- EXERCISE MATERIAL:
######
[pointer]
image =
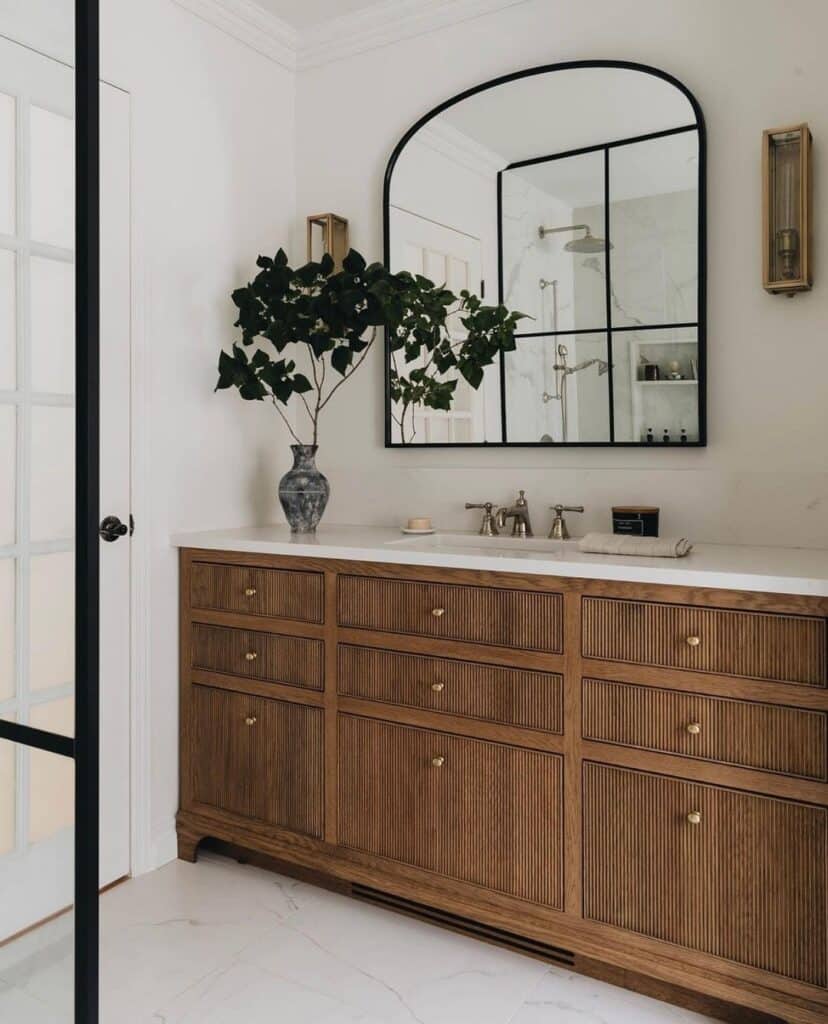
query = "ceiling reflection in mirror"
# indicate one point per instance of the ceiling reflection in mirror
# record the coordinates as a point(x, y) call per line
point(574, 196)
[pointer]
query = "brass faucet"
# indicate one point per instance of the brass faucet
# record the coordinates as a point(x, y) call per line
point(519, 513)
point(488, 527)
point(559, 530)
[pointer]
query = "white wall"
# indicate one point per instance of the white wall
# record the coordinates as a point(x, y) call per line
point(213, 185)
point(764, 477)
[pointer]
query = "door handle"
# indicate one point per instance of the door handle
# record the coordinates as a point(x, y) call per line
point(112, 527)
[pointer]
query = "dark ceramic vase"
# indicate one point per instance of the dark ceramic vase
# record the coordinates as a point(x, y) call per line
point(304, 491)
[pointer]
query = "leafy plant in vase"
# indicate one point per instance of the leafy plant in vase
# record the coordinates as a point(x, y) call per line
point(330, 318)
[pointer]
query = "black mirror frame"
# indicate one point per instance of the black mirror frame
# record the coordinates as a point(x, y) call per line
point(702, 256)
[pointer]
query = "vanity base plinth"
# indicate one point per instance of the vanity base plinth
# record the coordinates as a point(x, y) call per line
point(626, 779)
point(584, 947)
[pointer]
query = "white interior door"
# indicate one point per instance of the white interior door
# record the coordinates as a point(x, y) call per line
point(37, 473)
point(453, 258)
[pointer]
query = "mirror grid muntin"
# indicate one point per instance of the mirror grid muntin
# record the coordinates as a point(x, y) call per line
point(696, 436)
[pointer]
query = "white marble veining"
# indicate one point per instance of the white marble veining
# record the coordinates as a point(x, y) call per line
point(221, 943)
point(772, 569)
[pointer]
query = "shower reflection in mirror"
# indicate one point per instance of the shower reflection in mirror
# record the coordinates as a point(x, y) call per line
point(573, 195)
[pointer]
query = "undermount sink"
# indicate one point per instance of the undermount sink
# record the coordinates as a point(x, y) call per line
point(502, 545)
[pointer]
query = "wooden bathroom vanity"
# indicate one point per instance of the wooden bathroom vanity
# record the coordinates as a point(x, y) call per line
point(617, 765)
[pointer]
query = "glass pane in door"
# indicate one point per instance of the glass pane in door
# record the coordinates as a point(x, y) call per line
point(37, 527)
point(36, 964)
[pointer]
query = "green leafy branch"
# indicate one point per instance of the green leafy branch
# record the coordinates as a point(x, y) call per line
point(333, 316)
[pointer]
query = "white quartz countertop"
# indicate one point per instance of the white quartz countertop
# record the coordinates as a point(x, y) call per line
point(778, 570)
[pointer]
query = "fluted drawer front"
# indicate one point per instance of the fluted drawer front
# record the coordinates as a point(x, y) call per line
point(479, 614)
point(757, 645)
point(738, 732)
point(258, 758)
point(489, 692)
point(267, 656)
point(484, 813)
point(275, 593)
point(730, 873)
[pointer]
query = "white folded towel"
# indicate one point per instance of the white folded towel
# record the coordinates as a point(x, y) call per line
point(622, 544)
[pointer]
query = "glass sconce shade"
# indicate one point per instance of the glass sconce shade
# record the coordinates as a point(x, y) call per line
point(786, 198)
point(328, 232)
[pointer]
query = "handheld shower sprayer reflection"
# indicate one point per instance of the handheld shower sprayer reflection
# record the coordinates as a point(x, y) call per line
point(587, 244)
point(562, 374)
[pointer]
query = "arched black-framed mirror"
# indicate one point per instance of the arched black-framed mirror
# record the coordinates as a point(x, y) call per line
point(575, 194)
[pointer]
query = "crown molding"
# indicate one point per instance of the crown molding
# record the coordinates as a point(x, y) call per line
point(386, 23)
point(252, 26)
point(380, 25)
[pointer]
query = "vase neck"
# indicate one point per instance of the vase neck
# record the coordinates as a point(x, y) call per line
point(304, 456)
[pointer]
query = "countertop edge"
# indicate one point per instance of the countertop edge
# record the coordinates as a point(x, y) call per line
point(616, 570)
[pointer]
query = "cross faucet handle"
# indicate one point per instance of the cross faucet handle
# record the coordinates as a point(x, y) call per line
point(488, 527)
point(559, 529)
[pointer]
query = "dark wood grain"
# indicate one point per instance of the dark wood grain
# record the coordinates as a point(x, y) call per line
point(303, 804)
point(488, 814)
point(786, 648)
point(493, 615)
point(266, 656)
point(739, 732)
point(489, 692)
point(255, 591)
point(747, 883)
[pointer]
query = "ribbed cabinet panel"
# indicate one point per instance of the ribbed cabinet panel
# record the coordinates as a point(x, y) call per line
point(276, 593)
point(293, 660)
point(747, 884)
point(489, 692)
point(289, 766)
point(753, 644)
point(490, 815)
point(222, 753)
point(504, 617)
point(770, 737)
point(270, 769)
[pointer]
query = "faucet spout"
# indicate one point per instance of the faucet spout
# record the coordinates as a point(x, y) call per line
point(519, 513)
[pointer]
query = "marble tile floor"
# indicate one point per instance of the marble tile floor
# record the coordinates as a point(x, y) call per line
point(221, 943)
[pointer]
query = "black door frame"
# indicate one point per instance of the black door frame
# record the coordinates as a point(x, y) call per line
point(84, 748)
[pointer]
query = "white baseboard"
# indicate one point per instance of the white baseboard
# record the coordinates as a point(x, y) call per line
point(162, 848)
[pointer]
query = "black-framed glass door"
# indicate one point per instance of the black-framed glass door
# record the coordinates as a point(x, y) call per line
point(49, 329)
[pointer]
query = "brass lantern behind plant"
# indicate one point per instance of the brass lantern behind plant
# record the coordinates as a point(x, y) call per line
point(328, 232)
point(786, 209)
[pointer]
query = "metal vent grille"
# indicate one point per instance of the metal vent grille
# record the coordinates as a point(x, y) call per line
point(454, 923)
######
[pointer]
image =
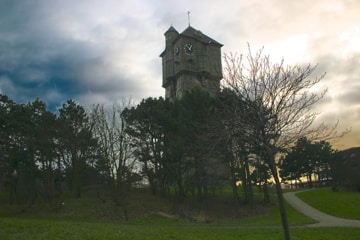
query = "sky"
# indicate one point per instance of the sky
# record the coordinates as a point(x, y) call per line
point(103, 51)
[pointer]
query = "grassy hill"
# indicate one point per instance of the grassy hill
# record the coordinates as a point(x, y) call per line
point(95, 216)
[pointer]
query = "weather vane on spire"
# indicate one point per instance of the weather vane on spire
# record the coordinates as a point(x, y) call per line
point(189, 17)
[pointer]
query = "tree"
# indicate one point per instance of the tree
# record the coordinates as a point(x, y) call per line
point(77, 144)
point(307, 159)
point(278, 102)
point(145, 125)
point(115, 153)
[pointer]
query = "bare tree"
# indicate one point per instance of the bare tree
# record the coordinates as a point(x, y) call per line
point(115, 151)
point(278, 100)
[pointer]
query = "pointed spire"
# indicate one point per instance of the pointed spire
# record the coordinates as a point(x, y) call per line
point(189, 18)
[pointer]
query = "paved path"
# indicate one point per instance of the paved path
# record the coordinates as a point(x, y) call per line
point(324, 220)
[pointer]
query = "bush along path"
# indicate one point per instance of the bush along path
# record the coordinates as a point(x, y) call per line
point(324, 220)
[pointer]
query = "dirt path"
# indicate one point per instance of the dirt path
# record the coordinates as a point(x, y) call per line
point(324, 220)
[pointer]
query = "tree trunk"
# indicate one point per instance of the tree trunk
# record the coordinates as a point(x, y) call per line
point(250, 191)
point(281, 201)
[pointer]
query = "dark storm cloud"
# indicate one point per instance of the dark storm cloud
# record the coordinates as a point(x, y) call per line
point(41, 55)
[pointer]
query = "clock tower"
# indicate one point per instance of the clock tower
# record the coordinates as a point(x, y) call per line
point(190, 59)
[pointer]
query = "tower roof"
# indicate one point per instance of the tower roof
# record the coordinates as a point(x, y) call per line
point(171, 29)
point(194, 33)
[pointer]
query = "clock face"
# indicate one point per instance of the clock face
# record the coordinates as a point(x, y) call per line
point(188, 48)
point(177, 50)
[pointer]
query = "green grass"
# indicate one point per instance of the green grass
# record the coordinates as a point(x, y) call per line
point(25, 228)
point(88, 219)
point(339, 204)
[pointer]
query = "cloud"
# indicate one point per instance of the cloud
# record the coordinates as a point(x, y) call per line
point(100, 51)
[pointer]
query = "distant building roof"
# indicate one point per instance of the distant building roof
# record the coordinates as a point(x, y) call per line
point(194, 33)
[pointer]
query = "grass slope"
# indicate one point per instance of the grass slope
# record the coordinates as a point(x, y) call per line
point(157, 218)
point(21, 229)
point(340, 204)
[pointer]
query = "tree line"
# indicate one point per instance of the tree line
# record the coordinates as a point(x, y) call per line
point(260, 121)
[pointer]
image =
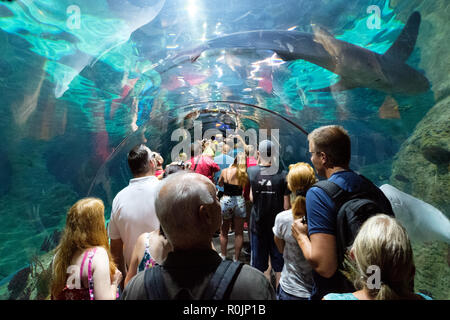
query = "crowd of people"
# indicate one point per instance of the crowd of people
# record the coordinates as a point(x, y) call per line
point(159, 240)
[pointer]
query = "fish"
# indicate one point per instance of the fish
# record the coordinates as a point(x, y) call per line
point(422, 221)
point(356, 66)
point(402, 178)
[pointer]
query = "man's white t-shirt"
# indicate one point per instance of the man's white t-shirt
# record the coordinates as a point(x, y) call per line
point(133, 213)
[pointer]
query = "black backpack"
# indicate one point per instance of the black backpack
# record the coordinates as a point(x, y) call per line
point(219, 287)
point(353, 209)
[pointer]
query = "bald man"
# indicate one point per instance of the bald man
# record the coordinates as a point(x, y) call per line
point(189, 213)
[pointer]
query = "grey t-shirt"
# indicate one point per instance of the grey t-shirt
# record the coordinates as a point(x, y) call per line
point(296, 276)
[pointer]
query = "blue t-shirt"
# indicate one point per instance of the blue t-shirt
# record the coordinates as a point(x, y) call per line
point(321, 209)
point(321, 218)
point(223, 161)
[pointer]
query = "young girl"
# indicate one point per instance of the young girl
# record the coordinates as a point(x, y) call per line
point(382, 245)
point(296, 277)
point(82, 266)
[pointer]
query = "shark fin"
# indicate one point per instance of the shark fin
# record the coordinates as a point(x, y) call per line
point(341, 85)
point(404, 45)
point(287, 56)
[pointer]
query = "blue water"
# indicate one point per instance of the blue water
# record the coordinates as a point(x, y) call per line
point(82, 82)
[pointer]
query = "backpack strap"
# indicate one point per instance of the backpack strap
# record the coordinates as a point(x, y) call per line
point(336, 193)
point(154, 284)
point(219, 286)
######
- PROBLEM REQUIREMENTS:
Count the lines in the data above that contain the string "plant". How many are there? Give only the number.

- COMPLETED TASK:
4